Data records
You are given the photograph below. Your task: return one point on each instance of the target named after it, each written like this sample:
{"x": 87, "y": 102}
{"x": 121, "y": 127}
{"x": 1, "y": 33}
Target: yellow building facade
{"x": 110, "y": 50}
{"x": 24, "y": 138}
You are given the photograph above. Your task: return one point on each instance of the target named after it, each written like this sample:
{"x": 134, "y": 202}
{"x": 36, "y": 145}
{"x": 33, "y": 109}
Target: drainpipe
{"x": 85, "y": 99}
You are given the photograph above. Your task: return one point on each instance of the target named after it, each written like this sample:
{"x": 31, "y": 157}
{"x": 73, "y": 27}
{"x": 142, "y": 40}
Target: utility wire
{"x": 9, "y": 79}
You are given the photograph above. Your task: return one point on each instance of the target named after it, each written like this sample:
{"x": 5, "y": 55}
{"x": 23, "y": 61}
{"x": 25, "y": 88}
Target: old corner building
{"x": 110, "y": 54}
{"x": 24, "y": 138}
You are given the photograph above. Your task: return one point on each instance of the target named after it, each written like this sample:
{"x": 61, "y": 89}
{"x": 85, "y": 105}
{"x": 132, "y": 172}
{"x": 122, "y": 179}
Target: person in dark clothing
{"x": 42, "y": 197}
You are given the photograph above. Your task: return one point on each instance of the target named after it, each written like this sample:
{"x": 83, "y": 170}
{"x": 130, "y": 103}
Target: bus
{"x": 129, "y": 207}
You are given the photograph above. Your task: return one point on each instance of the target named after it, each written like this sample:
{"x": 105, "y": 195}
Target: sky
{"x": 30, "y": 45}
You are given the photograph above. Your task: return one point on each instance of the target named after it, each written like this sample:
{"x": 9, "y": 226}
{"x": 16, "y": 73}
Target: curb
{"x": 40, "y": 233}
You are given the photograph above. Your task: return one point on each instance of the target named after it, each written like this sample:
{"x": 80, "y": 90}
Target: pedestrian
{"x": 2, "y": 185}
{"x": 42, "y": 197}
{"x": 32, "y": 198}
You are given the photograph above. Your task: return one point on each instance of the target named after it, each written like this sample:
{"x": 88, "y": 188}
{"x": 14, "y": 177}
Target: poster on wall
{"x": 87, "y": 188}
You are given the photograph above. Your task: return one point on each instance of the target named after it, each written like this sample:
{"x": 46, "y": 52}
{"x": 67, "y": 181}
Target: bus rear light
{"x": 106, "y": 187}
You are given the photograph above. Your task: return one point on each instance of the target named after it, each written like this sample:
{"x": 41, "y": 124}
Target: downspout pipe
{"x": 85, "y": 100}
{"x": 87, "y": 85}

**Problem requirements:**
Please collect every line in the records above that contains the string "building", matching case exactly.

**Answer to this task:**
Target: yellow building facade
Target: old corner building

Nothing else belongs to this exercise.